In the entries below, find the line with "positive clicks: (64, 56) (60, 50) (64, 55)" and print exactly every line from there up to and including the line with "positive clicks: (182, 297)", with no other lines.
══════
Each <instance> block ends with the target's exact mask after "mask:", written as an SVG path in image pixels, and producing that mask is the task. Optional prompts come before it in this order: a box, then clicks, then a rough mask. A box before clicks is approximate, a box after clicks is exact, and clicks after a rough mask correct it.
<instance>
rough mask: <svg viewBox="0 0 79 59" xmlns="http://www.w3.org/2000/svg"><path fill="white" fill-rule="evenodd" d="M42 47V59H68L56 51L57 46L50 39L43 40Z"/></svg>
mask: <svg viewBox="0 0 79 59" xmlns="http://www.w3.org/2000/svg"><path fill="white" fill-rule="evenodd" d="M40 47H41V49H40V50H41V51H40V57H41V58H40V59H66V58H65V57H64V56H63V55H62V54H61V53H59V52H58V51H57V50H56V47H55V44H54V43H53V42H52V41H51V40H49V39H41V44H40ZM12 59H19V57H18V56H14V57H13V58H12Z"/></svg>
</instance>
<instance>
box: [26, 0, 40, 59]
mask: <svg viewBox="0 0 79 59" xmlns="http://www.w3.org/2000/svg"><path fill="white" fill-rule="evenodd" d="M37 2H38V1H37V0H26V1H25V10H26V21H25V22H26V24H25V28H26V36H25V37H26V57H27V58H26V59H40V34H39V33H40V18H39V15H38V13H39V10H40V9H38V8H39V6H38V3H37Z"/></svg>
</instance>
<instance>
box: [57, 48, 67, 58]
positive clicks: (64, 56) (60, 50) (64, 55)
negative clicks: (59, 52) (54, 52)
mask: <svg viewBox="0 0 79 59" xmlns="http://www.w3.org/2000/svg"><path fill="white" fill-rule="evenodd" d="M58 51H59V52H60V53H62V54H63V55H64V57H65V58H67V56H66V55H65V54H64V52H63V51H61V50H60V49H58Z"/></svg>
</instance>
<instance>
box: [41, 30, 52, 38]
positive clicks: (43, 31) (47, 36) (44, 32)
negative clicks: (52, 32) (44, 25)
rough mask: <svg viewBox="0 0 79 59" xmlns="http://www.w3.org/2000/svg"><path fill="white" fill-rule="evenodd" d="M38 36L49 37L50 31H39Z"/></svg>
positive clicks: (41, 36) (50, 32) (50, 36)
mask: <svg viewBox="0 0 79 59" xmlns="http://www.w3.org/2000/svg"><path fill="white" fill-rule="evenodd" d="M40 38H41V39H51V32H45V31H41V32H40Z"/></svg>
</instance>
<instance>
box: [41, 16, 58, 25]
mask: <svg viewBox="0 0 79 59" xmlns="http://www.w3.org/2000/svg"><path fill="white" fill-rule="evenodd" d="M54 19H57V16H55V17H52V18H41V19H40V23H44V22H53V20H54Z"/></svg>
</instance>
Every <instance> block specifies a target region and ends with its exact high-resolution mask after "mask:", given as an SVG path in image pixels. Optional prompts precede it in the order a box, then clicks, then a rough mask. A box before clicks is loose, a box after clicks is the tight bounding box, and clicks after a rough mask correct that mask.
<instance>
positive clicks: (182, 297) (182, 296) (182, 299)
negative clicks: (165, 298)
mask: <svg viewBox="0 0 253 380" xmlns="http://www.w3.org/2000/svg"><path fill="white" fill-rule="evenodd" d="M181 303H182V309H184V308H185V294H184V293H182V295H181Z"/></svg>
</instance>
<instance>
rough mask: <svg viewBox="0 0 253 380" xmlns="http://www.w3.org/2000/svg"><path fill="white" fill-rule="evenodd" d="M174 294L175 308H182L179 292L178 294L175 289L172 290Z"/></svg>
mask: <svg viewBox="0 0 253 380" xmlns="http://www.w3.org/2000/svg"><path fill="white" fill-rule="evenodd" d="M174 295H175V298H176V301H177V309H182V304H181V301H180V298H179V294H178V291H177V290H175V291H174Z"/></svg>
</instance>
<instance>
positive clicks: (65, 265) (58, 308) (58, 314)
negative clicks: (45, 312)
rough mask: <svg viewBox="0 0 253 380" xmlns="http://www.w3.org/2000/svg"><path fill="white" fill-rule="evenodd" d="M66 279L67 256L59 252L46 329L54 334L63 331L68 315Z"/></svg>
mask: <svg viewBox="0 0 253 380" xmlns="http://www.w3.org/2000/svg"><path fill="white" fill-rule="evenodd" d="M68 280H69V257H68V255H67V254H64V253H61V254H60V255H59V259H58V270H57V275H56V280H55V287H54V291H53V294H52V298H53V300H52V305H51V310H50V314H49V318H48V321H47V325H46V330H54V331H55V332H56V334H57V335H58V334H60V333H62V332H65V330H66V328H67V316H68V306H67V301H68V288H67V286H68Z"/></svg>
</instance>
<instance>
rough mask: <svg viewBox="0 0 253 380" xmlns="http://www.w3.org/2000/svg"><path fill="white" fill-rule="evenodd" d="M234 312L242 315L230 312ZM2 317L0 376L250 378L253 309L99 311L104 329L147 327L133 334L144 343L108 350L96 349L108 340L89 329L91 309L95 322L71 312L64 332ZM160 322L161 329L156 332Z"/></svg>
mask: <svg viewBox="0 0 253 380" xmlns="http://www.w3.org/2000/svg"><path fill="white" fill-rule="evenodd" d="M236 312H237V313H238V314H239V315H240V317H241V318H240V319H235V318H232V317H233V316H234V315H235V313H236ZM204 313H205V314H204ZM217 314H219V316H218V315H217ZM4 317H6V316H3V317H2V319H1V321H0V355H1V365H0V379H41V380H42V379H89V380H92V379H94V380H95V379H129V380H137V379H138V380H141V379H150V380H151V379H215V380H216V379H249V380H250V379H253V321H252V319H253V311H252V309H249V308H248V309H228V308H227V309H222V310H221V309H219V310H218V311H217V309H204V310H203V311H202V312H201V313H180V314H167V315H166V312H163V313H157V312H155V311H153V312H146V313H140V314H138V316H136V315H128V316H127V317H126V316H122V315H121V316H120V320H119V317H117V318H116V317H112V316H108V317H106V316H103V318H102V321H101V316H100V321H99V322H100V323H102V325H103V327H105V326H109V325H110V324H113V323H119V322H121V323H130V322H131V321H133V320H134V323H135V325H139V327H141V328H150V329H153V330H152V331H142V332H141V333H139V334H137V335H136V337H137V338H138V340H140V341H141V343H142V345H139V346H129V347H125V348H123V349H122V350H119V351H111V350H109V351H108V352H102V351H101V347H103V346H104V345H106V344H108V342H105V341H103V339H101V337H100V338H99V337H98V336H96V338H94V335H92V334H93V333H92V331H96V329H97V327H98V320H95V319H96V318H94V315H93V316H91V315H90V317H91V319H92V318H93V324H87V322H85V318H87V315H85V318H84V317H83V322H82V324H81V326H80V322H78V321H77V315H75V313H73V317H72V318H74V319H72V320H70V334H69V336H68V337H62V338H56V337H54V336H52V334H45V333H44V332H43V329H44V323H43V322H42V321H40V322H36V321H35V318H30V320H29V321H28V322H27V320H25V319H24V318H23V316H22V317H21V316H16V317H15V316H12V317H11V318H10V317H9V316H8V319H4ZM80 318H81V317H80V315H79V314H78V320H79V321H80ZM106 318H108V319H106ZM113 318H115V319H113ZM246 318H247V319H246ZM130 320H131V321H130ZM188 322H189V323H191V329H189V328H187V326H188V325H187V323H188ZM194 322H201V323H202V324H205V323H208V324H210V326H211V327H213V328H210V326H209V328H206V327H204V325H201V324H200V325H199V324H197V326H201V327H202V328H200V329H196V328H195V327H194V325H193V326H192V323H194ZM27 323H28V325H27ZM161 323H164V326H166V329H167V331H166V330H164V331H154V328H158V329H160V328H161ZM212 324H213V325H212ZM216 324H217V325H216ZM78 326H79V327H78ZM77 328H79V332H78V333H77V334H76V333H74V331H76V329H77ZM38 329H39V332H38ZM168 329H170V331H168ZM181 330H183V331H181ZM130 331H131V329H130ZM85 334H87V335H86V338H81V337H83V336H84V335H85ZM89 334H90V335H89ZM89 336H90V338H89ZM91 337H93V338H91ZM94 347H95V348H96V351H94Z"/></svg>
══════
* YOUR SOLUTION
positive clicks: (64, 56) (60, 50) (64, 55)
negative clicks: (59, 52) (54, 52)
mask: <svg viewBox="0 0 79 59" xmlns="http://www.w3.org/2000/svg"><path fill="white" fill-rule="evenodd" d="M58 51H59V52H60V53H62V54H63V55H64V57H65V58H67V56H66V55H65V54H64V52H63V51H61V50H60V49H58Z"/></svg>
</instance>
<instance>
box: [41, 30, 52, 38]
positive clicks: (43, 31) (47, 36) (44, 32)
negative clicks: (52, 32) (44, 25)
rough mask: <svg viewBox="0 0 79 59" xmlns="http://www.w3.org/2000/svg"><path fill="white" fill-rule="evenodd" d="M38 36L49 37L50 31H39Z"/></svg>
positive clicks: (41, 36) (50, 32) (50, 36)
mask: <svg viewBox="0 0 79 59" xmlns="http://www.w3.org/2000/svg"><path fill="white" fill-rule="evenodd" d="M40 38H41V39H51V32H45V31H41V32H40Z"/></svg>
</instance>
<instance>
box: [41, 16, 58, 25]
mask: <svg viewBox="0 0 79 59" xmlns="http://www.w3.org/2000/svg"><path fill="white" fill-rule="evenodd" d="M54 19H57V16H55V17H52V18H41V19H40V23H44V22H53V20H54Z"/></svg>
</instance>
Every <instance> block specifies a target region and ends with its exact high-resolution mask after "mask:", given as an SVG path in image pixels. Optional prompts precede it in the order a box, then clicks, then a rough mask. A box before clicks is loose, a box after clicks is the tight bounding box, and clicks after a rough mask correct that mask.
<instance>
positive clicks: (182, 297) (182, 296) (182, 299)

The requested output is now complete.